### Requirement
Count the lines in the listing below that contain the word "tail", and reply with that number alone.

BEGIN Input material

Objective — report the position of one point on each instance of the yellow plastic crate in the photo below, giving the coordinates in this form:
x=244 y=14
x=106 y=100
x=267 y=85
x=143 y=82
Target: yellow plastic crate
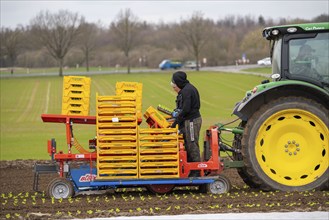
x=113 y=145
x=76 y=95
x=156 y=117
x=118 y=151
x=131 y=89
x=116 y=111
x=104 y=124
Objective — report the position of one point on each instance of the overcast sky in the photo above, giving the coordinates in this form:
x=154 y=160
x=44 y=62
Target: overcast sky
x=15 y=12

END Input material
BEGIN Input material

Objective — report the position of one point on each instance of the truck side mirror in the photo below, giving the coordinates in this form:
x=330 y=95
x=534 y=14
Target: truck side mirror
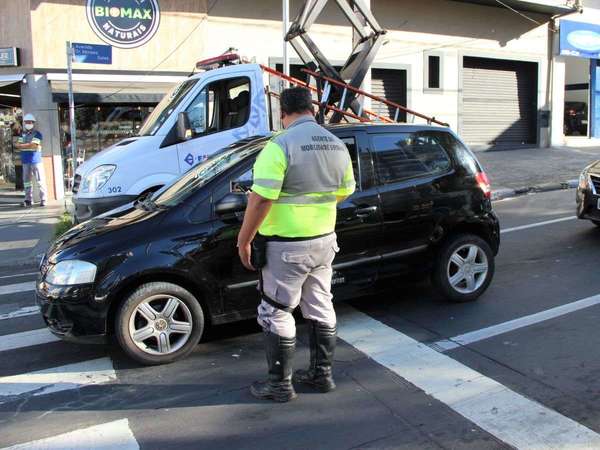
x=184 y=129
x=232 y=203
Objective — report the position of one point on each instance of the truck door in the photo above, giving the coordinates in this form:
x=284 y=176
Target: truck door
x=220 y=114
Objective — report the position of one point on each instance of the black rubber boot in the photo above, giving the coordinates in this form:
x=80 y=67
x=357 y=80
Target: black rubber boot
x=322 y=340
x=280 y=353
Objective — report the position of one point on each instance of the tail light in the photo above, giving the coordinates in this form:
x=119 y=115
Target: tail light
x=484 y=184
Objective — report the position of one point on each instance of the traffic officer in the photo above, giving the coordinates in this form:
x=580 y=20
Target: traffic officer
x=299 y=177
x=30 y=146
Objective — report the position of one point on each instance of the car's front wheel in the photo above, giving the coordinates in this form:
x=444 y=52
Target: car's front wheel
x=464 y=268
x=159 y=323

END Input material
BEGIN Input material

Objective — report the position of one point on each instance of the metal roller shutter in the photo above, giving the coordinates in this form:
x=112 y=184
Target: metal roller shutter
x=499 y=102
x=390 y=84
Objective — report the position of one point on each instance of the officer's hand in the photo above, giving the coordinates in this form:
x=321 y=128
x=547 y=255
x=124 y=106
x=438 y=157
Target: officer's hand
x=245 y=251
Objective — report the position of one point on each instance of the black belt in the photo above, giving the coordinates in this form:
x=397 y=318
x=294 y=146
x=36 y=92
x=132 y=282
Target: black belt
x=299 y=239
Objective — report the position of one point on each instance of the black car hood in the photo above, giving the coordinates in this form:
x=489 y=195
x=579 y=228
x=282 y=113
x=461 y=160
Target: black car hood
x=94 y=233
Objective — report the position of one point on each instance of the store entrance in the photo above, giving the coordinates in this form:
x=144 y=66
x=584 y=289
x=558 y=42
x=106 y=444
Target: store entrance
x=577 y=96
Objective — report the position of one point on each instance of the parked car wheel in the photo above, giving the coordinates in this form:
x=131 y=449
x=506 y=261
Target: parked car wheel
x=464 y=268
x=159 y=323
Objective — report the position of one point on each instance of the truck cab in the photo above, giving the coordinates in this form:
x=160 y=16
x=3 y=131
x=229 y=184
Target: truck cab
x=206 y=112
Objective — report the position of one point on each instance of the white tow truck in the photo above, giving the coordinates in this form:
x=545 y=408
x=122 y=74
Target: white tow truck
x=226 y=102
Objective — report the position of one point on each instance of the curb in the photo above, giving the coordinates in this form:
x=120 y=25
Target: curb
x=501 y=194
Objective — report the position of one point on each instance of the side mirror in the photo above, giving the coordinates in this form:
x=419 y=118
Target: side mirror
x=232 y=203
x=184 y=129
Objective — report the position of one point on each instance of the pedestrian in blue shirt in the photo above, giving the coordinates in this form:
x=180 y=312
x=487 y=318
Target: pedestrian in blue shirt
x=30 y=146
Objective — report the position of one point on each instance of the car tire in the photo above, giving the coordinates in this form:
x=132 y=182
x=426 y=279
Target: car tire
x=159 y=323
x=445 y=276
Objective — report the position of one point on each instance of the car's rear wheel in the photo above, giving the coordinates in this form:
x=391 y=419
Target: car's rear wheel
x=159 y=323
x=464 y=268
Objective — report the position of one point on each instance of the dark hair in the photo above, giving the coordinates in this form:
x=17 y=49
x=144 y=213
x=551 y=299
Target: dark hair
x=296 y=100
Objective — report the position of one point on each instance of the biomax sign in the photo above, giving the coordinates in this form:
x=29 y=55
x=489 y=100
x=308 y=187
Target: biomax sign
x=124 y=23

END Input material

### Solution for this exercise
2